Texto proporcionado:
CARTAS DE AMOR A NICARAGUA

Querida Nicaragua: Cómo poder describir la profunda quietud, el silencio casi aterrador, la soledad más inquietante, sin el más leve ruido en una tarde de martes santo a las tres, en la calle solitaria que va de la esquina de nuestra casa hacia la Iglesia Parroquial en Ciudad Segovia (Ocotal). A unas cien varas sobre la calle muy blanca, en ese tiempo bellamente arenosa, una viejecita con su tapado negro camina hacia el templo. En el barrio parece que todos duermen, pero no; hacen silenciosas labores porque en los días grandes no es propio hacer trabajos pesados, ni ruido alguno en algún taller, ni andar a caballo lo que era usual al comienzo de los años cuarenta, ni bañarse en los ríos, ni andar en los montes tirando conejos con huleras como acostumbrábamos los cipotes.

Segmento de datos:

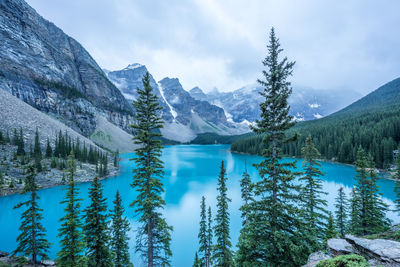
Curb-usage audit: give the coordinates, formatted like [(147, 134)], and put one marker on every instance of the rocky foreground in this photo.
[(378, 252)]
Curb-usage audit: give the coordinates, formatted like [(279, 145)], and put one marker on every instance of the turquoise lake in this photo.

Trabajo por realizar: Prosiga la carta a Nicaragua sobre la tarde de martes santo en Ciudad Segovia a partir del punto en que se interrumpe. Las líneas no intervienen en absoluto en esto.

Respuesta solicitada:
Quise ir a la iglesia donde por lo menos estaba la viejita de esta historia, pero me detuve cuando pensé que iba a estar solo, frente a la imagen del Nazareno, cuyo rostro producía en mí, junto a la adoración del caso un repelo en todo el cuerpo. La imagen la tengo grabada en mi mente desde niño, es la figura del Nazareno flagelado por los soldados romanos, su rostro moreno era, y es, la viva estampa del dolor, los ojos miran perdonando a la humanidad, su nariz filosa deja ver la sangre que viene de la frente y su boca, entreabierta, amoratada y doliente parece que quiere decirnos algo. Siempre sentí una atracción sagrada por aquella imagen, pero al mismo tiempo un miedo terrible de estar frente a ella sin que hubiese muchos fieles alrededor.

Llegué hasta el atrio del templo y luego me regresé ya sin ningún temor hacia el silencio de la calle y de nuestra casa solitaria donde opté por leer el último Eco de Segovia, el primer periódico de la ciudad, fundado por el recordado monseñor Nicolás Antonio Madrigal.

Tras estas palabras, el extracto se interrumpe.